▶ [What is asked]
Could you copy the material below, from its first line up to and including the line containing "x=1179, y=100", keeping every line unchanged?
## start
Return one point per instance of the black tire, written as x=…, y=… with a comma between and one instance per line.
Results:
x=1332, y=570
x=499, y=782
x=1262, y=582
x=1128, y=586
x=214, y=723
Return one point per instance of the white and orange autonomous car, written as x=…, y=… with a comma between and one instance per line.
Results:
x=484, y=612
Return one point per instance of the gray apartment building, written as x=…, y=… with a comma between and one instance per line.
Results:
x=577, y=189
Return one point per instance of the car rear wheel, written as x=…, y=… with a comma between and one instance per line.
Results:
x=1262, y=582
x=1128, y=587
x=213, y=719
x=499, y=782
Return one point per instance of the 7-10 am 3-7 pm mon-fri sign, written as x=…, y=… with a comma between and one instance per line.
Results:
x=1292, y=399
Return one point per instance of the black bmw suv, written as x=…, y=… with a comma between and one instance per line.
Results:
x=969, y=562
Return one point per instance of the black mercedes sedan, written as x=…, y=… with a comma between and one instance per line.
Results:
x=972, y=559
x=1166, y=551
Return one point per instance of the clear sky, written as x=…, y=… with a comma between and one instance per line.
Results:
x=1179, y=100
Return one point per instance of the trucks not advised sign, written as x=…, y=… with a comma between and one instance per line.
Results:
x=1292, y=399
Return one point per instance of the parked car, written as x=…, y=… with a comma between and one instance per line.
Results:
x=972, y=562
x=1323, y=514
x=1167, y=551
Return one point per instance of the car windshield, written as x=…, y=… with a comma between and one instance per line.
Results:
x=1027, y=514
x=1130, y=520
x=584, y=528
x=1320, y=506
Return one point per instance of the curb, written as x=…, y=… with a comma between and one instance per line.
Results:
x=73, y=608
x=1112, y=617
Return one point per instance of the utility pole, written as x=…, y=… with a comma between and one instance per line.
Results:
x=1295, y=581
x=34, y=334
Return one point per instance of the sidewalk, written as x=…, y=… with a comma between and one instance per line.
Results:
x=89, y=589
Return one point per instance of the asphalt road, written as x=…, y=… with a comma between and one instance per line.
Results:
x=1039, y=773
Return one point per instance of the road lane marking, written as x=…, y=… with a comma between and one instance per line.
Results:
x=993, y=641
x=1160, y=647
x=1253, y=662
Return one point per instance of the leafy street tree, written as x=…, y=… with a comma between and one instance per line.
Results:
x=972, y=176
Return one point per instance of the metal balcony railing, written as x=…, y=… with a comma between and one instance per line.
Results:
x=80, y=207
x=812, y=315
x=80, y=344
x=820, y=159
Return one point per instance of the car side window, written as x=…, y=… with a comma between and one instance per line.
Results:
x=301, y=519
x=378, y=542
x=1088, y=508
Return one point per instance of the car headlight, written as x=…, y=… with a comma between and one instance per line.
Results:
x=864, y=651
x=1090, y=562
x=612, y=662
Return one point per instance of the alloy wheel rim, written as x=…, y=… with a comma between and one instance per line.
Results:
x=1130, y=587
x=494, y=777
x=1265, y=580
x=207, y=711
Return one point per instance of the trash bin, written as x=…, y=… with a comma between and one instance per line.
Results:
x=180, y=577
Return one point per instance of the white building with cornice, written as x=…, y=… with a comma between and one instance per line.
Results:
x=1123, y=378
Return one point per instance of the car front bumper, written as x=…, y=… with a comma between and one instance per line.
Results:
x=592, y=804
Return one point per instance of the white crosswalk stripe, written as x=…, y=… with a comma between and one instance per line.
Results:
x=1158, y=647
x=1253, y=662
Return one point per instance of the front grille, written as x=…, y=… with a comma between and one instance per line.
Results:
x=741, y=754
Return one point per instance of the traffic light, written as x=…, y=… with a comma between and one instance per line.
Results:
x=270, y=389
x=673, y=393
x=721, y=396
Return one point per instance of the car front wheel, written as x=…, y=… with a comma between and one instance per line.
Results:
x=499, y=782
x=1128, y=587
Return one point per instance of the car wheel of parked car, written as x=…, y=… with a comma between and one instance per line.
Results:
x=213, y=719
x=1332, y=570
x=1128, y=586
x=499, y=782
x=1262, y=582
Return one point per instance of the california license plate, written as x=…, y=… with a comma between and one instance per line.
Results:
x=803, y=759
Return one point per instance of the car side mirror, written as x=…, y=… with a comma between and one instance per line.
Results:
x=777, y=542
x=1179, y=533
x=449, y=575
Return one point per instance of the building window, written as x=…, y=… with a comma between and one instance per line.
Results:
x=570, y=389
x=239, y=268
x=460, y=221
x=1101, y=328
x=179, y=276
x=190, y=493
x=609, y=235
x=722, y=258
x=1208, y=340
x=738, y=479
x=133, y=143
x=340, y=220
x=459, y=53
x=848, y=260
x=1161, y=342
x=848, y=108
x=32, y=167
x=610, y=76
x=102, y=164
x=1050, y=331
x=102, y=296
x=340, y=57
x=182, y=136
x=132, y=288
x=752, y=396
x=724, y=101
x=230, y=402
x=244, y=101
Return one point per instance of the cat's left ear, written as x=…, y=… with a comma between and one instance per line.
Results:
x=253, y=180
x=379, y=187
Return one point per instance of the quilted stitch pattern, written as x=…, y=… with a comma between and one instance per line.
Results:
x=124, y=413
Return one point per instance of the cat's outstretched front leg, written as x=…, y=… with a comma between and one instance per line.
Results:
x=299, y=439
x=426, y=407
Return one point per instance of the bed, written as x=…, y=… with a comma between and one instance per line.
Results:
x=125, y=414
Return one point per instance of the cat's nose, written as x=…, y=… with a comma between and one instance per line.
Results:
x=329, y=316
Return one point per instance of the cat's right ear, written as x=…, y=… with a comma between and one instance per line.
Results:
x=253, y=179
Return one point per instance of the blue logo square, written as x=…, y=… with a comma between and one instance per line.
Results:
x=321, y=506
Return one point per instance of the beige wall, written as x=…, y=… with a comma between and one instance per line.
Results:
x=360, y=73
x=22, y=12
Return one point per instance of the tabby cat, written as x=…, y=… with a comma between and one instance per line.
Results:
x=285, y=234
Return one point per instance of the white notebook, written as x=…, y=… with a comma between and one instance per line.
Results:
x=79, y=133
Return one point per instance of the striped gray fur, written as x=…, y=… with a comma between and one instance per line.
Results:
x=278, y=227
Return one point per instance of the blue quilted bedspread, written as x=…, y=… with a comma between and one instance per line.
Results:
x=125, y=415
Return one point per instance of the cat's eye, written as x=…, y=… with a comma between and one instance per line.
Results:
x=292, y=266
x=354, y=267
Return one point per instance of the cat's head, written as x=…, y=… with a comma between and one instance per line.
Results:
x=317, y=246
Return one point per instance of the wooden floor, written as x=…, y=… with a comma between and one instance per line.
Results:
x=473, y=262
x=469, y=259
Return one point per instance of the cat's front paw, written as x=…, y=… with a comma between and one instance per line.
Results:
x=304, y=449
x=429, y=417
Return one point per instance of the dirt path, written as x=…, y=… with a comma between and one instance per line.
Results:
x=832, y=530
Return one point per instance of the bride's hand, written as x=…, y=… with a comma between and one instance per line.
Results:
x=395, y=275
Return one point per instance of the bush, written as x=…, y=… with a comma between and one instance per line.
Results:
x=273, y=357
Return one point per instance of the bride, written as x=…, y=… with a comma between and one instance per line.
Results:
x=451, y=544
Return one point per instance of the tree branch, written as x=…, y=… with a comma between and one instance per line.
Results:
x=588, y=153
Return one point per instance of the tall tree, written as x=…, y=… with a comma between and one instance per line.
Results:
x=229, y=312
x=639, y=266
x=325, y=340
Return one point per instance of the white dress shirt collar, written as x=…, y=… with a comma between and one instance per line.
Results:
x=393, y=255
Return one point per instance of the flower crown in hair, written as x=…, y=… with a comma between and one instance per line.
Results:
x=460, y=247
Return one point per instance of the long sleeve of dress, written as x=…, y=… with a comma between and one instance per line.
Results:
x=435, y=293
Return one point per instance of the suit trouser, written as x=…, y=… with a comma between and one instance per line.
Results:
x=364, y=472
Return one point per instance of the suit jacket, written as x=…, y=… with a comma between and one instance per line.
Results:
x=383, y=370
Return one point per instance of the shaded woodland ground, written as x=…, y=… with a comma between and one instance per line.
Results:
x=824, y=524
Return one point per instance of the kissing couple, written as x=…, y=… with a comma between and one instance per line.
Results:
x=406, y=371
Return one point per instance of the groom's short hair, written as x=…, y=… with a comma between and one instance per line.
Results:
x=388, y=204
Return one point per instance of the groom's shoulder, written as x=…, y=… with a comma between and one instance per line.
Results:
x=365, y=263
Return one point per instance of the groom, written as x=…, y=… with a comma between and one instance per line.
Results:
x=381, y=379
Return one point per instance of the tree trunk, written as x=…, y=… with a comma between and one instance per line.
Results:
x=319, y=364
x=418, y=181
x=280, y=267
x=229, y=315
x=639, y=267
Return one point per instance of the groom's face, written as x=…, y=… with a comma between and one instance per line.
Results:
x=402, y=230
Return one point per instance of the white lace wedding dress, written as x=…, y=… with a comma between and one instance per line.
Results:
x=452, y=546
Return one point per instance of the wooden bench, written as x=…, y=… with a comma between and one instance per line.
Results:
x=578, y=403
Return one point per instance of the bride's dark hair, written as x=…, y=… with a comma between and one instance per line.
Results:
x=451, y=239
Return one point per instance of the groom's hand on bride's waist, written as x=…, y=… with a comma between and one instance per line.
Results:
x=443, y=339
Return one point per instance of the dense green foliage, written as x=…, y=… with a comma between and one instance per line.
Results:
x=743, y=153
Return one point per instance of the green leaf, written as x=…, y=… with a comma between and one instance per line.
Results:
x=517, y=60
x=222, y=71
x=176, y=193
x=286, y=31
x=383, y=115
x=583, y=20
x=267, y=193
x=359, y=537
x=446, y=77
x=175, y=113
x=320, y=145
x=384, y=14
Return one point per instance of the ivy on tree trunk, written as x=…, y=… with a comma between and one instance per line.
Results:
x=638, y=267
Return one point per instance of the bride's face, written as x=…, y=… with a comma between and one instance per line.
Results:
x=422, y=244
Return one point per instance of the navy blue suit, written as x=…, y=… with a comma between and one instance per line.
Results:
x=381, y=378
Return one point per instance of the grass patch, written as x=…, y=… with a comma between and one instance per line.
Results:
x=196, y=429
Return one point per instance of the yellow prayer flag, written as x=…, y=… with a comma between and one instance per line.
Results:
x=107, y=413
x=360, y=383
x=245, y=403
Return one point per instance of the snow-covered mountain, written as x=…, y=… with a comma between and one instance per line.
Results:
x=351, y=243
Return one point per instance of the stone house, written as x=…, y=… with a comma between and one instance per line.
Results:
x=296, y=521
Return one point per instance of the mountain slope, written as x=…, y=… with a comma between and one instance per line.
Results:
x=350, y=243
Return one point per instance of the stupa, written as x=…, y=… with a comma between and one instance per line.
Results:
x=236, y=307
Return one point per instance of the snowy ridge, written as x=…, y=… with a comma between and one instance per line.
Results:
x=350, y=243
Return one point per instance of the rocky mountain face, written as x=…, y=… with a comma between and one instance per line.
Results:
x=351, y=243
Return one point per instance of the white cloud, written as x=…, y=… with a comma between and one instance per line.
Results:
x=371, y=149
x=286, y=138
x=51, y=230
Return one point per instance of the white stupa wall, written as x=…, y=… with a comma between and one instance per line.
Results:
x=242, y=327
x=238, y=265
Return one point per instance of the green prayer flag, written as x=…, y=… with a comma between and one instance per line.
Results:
## end
▶ [Result for this task]
Return one point per instance of the black tire, written as x=…, y=… with a comma between and one instance per line.
Results:
x=1332, y=570
x=499, y=782
x=1262, y=582
x=1128, y=586
x=214, y=723
Return one point per instance of the white and orange autonomous car, written as x=…, y=… with a comma between and one instance per line.
Results:
x=484, y=612
Return one point per instance of the gray apartment building, written as x=…, y=… with a comma between and one instance per line.
Results:
x=577, y=189
Return one point per instance of the car rear wheel, written as x=…, y=… with a comma between and one instance per line.
Results:
x=1262, y=582
x=1128, y=587
x=213, y=719
x=499, y=782
Return one point per instance of the 7-10 am 3-7 pm mon-fri sign, written as x=…, y=… with a comma between and one instance per line.
Results:
x=1292, y=399
Return one point per instance of the black bmw suv, written as x=…, y=… with a comma between and one instance per line.
Results:
x=969, y=562
Return one point per instance of the black mercedes sedan, written as x=…, y=… with a comma between and one instance per line.
Results:
x=972, y=559
x=1166, y=551
Return one point per instance of the clear sky, written as x=…, y=… with a comma between and one instance per line.
Results:
x=1179, y=100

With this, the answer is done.